Problem details — Format the listing as a two-column CSV with the columns request and answer, one row for each entry, from the line with "Provide one point per instance of the luggage" up to and including the line with "x=390 y=208". Enclose each field in quotation marks and replace its line breaks with spaces.

Items —
====
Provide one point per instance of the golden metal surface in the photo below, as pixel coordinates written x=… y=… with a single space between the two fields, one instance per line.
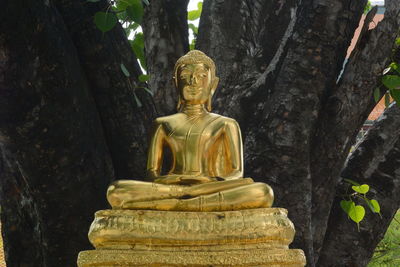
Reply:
x=236 y=258
x=172 y=230
x=207 y=169
x=202 y=212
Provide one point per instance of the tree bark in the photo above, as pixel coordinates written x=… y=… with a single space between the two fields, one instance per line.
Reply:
x=70 y=124
x=101 y=55
x=55 y=163
x=376 y=163
x=166 y=39
x=345 y=110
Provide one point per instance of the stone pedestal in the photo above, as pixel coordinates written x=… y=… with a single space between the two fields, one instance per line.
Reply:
x=254 y=237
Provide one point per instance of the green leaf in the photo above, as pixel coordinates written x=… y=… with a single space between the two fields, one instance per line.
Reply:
x=345 y=205
x=391 y=81
x=356 y=213
x=387 y=99
x=123 y=4
x=375 y=205
x=193 y=28
x=377 y=94
x=137 y=100
x=362 y=189
x=192 y=44
x=195 y=14
x=143 y=78
x=394 y=66
x=395 y=94
x=148 y=91
x=138 y=48
x=125 y=70
x=105 y=21
x=135 y=11
x=351 y=181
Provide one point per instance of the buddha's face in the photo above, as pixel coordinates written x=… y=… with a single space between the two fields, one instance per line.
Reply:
x=194 y=83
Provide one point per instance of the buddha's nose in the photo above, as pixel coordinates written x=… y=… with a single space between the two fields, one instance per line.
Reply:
x=193 y=79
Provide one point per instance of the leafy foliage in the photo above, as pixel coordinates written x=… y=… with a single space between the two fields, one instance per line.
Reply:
x=138 y=48
x=357 y=212
x=195 y=14
x=105 y=21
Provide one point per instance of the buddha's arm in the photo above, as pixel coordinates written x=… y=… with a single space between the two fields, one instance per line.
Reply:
x=234 y=149
x=155 y=154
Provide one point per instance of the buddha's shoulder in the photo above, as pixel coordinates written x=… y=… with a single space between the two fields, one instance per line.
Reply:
x=169 y=119
x=223 y=119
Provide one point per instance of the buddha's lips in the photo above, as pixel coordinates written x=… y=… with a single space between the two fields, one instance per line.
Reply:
x=193 y=90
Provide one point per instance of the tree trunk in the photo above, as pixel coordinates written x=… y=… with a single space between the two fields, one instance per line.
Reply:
x=70 y=122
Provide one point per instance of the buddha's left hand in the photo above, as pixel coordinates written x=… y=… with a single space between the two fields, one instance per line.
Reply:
x=185 y=179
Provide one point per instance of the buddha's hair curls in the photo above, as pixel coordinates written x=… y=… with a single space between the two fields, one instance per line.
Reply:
x=195 y=57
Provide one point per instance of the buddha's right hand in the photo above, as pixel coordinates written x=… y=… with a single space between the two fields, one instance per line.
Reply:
x=184 y=179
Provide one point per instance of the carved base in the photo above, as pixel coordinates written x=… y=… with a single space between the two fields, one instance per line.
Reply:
x=253 y=237
x=249 y=257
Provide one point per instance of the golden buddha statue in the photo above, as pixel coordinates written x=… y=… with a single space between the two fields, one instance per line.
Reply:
x=202 y=212
x=207 y=168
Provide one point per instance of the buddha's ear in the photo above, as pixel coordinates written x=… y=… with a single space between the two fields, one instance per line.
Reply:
x=214 y=85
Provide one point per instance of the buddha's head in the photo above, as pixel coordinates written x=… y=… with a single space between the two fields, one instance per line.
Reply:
x=194 y=77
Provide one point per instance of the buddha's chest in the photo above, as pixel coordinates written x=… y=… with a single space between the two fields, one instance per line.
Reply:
x=194 y=132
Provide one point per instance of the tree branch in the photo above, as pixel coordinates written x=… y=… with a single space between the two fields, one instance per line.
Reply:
x=345 y=111
x=125 y=124
x=245 y=38
x=376 y=163
x=285 y=121
x=51 y=140
x=166 y=39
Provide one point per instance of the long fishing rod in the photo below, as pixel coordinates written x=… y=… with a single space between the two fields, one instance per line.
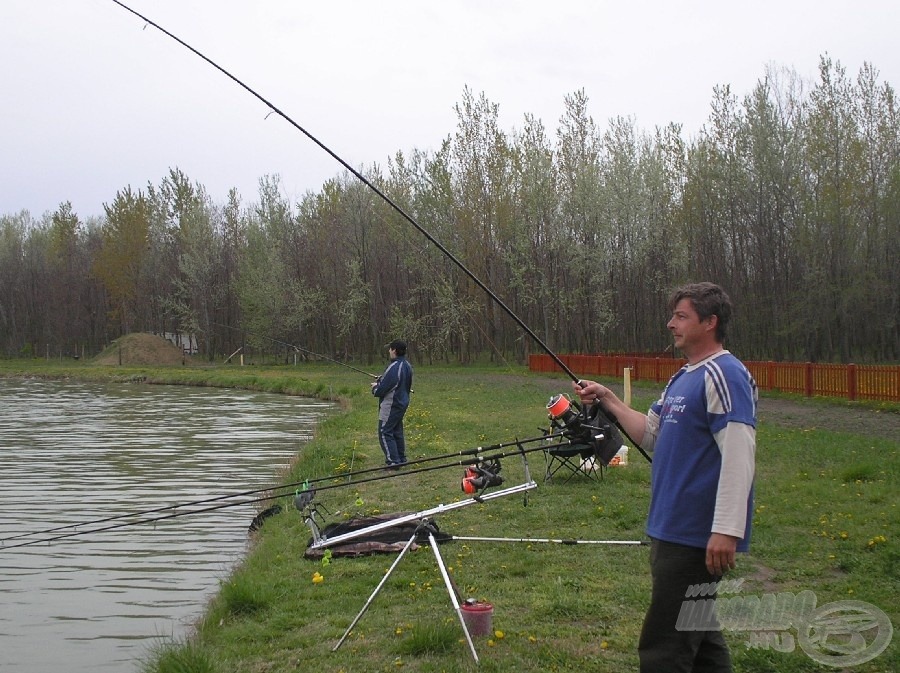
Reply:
x=484 y=479
x=406 y=216
x=297 y=348
x=307 y=487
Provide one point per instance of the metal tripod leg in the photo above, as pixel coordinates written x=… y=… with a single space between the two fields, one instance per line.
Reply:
x=449 y=584
x=377 y=589
x=452 y=591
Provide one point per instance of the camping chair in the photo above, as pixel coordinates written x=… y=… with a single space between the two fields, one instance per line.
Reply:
x=573 y=460
x=593 y=440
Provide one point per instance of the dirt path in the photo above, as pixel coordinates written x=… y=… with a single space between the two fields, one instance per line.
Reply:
x=839 y=418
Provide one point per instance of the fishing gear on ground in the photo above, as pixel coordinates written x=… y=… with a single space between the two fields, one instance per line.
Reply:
x=481 y=476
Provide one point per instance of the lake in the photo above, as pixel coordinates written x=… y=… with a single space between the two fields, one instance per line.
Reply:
x=75 y=457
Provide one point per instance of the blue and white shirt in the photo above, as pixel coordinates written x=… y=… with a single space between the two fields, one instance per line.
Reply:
x=703 y=434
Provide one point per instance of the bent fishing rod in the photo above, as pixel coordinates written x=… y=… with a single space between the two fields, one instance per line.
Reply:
x=567 y=431
x=273 y=109
x=297 y=348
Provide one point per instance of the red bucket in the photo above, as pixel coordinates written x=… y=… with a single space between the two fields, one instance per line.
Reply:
x=478 y=617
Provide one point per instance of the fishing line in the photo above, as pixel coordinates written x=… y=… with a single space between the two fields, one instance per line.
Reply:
x=274 y=109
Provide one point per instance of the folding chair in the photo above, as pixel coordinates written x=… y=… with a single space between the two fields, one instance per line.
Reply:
x=573 y=460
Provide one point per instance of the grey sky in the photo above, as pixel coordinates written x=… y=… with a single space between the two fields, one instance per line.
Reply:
x=94 y=101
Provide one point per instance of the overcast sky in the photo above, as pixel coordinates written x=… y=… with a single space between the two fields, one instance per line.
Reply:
x=94 y=101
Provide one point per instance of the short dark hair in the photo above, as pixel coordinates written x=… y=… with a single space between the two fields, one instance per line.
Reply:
x=398 y=346
x=707 y=299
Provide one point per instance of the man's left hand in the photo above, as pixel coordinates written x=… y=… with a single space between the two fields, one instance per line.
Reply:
x=720 y=553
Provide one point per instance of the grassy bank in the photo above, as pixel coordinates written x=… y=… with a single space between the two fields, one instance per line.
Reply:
x=826 y=521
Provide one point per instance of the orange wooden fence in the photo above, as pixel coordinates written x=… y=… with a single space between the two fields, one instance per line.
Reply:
x=853 y=382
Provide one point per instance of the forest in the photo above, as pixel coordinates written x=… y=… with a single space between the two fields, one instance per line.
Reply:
x=788 y=196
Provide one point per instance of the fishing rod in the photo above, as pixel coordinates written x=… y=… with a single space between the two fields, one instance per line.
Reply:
x=273 y=109
x=480 y=477
x=299 y=349
x=477 y=477
x=599 y=411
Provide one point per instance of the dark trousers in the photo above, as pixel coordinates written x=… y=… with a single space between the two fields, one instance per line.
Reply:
x=391 y=438
x=663 y=648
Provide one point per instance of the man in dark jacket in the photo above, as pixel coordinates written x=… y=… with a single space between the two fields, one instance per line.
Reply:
x=392 y=389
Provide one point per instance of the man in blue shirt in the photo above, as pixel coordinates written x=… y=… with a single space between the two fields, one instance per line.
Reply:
x=702 y=431
x=392 y=389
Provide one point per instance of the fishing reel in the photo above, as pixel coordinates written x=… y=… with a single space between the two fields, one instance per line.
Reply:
x=479 y=477
x=588 y=427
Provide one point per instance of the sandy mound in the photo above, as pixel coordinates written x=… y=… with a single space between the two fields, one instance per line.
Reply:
x=140 y=349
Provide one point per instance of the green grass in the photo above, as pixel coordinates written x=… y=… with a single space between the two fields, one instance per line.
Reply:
x=826 y=520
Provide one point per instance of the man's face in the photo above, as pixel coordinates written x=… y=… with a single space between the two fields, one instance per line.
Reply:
x=687 y=329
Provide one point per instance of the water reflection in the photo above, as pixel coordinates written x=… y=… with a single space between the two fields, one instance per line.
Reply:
x=72 y=454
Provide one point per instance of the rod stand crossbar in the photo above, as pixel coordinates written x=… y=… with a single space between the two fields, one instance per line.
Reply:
x=320 y=541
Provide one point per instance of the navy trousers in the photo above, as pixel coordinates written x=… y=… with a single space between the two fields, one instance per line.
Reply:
x=663 y=648
x=390 y=436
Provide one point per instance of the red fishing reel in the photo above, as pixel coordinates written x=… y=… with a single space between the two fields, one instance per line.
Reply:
x=589 y=427
x=481 y=476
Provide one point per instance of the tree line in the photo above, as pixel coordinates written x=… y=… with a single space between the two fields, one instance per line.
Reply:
x=789 y=197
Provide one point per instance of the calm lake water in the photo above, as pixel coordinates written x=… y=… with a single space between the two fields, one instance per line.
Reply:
x=76 y=453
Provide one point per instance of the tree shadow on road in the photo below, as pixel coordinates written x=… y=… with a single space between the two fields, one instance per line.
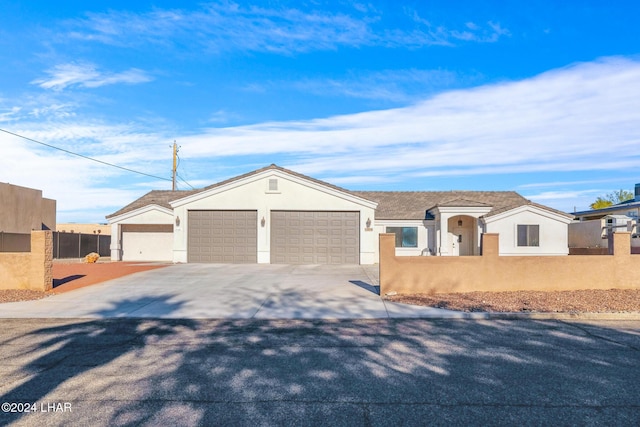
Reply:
x=324 y=372
x=59 y=353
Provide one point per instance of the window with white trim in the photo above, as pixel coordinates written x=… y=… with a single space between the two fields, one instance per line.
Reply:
x=528 y=235
x=406 y=237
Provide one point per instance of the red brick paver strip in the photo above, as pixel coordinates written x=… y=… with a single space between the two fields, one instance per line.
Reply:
x=75 y=275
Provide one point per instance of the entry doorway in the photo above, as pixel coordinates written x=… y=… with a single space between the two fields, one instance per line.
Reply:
x=461 y=235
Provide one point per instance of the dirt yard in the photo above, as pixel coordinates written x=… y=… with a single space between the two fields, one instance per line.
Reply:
x=587 y=301
x=68 y=276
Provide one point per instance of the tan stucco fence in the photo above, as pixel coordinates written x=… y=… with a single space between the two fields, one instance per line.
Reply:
x=29 y=270
x=491 y=272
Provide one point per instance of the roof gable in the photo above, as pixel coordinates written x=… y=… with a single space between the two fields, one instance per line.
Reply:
x=160 y=198
x=272 y=170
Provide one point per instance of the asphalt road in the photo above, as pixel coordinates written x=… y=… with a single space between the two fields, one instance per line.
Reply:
x=319 y=372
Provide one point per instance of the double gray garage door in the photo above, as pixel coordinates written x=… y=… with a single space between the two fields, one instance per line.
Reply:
x=297 y=237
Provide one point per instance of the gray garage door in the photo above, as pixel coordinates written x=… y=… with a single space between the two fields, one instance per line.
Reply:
x=223 y=236
x=301 y=237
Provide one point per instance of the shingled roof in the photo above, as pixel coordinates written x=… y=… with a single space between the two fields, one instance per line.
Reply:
x=391 y=204
x=414 y=204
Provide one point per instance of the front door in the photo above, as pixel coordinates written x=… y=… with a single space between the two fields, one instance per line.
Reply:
x=461 y=241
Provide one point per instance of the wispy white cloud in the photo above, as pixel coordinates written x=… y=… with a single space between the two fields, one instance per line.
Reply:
x=87 y=75
x=224 y=26
x=390 y=85
x=582 y=117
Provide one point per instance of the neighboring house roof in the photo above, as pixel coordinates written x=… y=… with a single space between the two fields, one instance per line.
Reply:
x=391 y=204
x=598 y=213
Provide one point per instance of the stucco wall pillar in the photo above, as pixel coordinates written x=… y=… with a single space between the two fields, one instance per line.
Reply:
x=41 y=269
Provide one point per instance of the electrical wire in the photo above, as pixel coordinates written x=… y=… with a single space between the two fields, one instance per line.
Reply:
x=177 y=166
x=83 y=156
x=182 y=179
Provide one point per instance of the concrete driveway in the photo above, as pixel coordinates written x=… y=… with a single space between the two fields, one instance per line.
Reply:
x=230 y=291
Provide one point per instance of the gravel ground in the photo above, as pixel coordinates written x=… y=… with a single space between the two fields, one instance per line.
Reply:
x=586 y=301
x=13 y=295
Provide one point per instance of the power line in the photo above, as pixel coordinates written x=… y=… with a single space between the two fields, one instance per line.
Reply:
x=83 y=156
x=178 y=175
x=182 y=179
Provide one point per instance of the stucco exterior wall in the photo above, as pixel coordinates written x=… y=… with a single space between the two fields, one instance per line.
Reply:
x=586 y=234
x=554 y=235
x=426 y=236
x=29 y=270
x=491 y=272
x=23 y=209
x=292 y=194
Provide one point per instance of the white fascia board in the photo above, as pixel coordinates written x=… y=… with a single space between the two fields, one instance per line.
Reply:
x=273 y=173
x=542 y=212
x=399 y=222
x=136 y=212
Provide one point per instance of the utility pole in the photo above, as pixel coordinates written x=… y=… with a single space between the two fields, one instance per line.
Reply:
x=175 y=158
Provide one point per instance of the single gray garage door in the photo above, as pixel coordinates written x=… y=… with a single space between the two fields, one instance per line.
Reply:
x=312 y=237
x=223 y=236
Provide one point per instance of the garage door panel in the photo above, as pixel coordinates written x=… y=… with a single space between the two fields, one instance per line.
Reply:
x=147 y=246
x=327 y=237
x=223 y=236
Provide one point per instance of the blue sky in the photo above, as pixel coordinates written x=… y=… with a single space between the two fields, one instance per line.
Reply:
x=540 y=97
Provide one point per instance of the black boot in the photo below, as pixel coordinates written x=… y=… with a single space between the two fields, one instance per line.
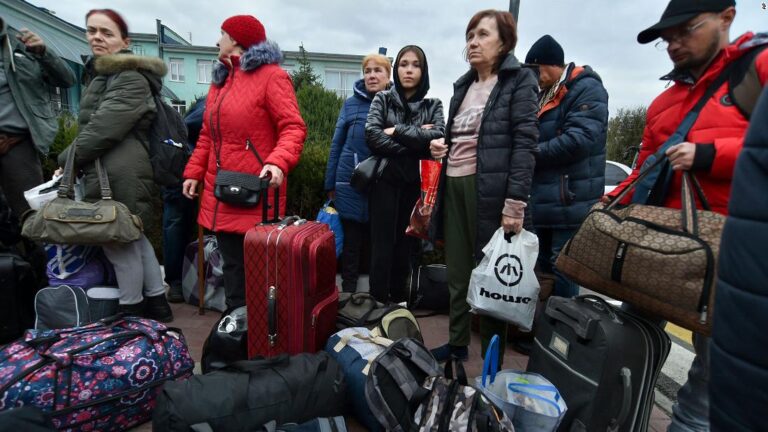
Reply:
x=175 y=293
x=158 y=308
x=136 y=309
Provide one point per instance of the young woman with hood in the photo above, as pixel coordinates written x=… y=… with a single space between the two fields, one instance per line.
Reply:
x=401 y=123
x=348 y=148
x=116 y=113
x=252 y=125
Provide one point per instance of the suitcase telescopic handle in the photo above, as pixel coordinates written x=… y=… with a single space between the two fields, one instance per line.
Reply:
x=272 y=315
x=567 y=312
x=626 y=401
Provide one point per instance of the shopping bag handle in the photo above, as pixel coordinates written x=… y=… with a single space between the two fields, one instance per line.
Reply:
x=491 y=360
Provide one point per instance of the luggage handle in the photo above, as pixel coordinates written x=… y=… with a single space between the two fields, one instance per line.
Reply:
x=490 y=362
x=565 y=312
x=626 y=401
x=602 y=305
x=265 y=202
x=257 y=364
x=272 y=316
x=461 y=374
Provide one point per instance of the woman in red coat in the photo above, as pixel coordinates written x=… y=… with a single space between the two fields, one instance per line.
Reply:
x=252 y=122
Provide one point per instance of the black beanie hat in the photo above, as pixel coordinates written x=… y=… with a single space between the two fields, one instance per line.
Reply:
x=546 y=51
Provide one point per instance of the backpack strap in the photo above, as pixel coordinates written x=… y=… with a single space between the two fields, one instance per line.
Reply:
x=744 y=86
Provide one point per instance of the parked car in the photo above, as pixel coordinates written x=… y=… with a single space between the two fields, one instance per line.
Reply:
x=615 y=173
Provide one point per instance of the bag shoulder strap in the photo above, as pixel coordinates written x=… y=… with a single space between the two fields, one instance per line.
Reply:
x=744 y=86
x=690 y=119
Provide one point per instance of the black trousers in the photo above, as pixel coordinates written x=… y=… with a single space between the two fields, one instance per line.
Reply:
x=355 y=241
x=231 y=248
x=20 y=170
x=390 y=208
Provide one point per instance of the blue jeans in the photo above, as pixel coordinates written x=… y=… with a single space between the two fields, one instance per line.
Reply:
x=178 y=230
x=551 y=241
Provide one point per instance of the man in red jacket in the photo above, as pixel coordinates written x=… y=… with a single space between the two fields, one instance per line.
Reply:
x=695 y=34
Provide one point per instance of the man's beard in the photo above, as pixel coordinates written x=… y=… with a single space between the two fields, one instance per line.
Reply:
x=693 y=63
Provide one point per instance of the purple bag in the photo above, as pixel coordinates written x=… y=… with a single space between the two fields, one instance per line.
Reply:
x=101 y=377
x=97 y=271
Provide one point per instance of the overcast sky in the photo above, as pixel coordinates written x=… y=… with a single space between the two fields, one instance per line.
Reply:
x=600 y=33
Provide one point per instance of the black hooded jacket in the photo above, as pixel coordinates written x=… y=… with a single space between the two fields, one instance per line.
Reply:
====
Output for this task —
request,answer
"Provide one point per instance of the luggage handle in the photo above, as pixel coordinates written x=… y=… with a single space between the two fields, one instance per line. Reply:","x=490 y=362 x=565 y=312 x=626 y=401 x=602 y=305 x=265 y=202 x=257 y=364 x=272 y=316 x=461 y=374"
"Provide one point per instance of the woman in red coat in the photo above, as pixel coordinates written x=… y=… with a single space between the two fields, one instance per line. Reply:","x=252 y=122"
"Provide one point per instance of the black beanie hat in the photo above, as pixel coordinates written x=… y=… with a single space between the two fields, one instance per line. Reply:","x=546 y=51"
"Provide one point per instance of the backpack strap in the photo above, as pixel coordinates written x=… y=… with a single space between the two fields, one instance per line. Reply:","x=744 y=86"
"Provide one point per instance of the parked car in the photo above, as pixel coordinates written x=… y=… with a single space between the two fields, one instance per line. Reply:","x=615 y=173"
"Provide one point per instance of the bag shoulder strap in the photo above, as pixel coordinates written x=… y=… with a single space between the two fields, one instance per line. Reply:","x=744 y=86 x=690 y=119"
"Provide one point per instance of the black trousers in the photo above, as pixel coordinates written x=… y=… with a single space between the two fields, one instance per line. Reply:","x=355 y=241 x=231 y=248 x=20 y=170 x=390 y=208"